What you produce should be every line from the data that includes "each".

------------------------------

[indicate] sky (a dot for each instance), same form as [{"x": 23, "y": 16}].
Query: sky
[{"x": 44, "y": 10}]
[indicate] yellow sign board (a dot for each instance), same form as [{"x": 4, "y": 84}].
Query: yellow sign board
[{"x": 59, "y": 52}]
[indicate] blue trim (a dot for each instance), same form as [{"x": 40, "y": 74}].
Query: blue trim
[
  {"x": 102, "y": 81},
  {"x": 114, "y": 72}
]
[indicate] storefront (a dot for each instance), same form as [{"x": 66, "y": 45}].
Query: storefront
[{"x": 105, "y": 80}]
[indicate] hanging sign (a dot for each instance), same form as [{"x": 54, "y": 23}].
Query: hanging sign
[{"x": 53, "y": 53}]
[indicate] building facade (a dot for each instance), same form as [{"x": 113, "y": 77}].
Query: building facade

------------------------------

* _Exercise result_:
[indicate] sky (a dot for each instance), same form as [{"x": 23, "y": 16}].
[indicate] yellow sign board (a dot for each instance), same form as [{"x": 4, "y": 84}].
[indicate] blue trim (a dot for each instance), same form as [{"x": 40, "y": 74}].
[indicate] storefront (a dot for each instance), same form as [{"x": 66, "y": 45}].
[indicate] hanging sign (a dot for each instance), same form as [{"x": 54, "y": 23}].
[indicate] building facade (a dot for each instance), same form as [{"x": 113, "y": 77}].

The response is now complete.